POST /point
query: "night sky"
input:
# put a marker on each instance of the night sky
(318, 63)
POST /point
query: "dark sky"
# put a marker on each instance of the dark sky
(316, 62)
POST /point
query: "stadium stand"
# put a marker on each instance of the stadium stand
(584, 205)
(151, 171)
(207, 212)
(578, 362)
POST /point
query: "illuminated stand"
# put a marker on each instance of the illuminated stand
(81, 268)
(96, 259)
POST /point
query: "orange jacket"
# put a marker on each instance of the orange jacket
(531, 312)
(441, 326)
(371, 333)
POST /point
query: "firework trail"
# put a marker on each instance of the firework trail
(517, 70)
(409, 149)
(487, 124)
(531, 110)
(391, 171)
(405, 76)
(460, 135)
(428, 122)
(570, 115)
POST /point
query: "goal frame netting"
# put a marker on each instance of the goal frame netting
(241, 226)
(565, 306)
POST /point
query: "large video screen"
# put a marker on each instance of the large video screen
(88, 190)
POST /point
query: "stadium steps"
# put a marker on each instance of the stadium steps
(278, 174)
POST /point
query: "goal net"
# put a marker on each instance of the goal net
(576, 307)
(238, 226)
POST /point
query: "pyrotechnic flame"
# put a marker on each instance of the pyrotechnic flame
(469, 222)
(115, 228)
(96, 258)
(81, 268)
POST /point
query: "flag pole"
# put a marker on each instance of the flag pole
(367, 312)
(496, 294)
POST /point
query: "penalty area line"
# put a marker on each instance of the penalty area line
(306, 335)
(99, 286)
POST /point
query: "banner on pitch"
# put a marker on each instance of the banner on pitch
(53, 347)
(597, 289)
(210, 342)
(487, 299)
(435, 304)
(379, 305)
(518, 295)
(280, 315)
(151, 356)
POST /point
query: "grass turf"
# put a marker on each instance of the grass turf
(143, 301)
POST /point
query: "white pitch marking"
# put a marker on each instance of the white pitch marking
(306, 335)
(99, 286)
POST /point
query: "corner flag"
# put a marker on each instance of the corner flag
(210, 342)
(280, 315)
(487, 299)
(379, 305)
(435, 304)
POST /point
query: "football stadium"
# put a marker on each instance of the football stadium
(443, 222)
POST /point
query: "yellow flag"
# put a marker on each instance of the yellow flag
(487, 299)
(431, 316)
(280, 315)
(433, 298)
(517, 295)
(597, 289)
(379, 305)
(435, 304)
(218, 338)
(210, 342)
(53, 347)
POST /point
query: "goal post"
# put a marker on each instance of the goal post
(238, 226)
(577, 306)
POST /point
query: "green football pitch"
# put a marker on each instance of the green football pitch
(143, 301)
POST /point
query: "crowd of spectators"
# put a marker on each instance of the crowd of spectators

→ **WORK ITEM**: If a line in the entries above has the word "crowd", copy it.

→ **ANSWER FOR THE TASK**:
query: "crowd of spectators"
# put a marker on each instance of the crowd of spectators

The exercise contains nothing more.